| Problem description |
Recast the part that opens with the line containing "Can you find the tool" and closes with the line containing "pixel 785 319" as a two-column CSV with the headers input and output. Give one line per row, with the row's text and its answer each in a single quoted field and line breaks turned into spaces.

| Working data |
-- START --
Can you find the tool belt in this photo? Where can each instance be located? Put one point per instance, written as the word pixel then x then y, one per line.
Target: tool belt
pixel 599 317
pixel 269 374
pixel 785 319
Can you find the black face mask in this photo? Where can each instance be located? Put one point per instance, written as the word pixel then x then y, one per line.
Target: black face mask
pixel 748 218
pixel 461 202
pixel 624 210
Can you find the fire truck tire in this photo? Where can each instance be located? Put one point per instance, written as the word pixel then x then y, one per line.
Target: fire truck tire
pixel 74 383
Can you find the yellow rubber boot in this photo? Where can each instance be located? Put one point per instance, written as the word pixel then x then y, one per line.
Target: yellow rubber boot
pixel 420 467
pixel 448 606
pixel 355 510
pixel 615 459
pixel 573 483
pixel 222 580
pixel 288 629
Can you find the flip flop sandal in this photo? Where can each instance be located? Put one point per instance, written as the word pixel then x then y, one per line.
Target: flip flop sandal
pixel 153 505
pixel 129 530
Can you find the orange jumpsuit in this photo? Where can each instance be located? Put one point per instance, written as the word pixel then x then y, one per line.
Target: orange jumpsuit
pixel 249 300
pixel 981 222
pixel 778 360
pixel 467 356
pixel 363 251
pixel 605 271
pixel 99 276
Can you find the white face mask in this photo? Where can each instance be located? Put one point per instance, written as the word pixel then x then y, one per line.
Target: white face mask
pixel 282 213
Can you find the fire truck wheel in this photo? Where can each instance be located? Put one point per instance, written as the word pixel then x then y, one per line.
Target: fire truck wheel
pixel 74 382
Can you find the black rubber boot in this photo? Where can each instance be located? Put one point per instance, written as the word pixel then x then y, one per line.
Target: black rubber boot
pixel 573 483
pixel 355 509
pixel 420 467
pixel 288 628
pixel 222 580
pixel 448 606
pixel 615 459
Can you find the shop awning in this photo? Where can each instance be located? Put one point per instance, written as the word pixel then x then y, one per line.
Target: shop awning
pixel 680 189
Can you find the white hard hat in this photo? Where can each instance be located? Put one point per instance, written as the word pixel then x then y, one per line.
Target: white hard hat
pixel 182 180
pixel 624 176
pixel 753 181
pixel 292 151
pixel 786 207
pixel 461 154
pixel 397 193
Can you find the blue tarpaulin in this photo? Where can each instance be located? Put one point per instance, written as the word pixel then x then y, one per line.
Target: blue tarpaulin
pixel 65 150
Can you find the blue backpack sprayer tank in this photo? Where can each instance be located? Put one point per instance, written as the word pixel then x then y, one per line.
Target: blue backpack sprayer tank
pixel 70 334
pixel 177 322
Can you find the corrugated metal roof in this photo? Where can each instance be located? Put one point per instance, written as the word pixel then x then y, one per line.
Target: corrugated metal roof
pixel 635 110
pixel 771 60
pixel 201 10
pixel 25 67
-- END --
-- START --
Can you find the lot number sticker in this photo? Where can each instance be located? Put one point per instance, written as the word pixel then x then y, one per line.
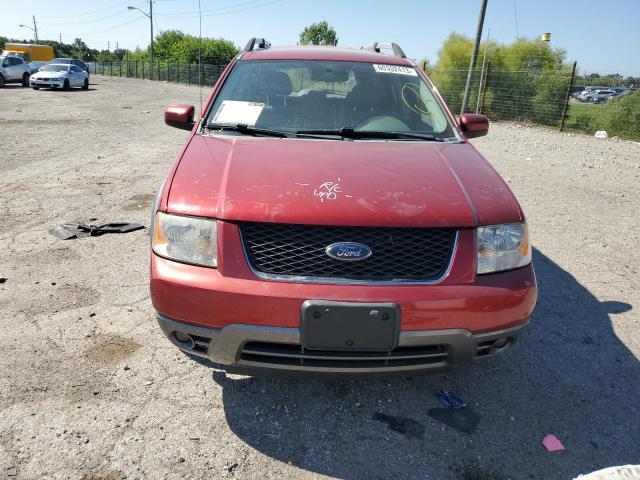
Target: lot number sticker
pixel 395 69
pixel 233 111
-- END --
| Task result |
input,output
"Can you find the tool belt in this photo? Where can each instance be located? Put one point per instance, written as the word pixel then x then y, one per line. Target: tool belt","pixel 599 317 pixel 269 374 pixel 785 319"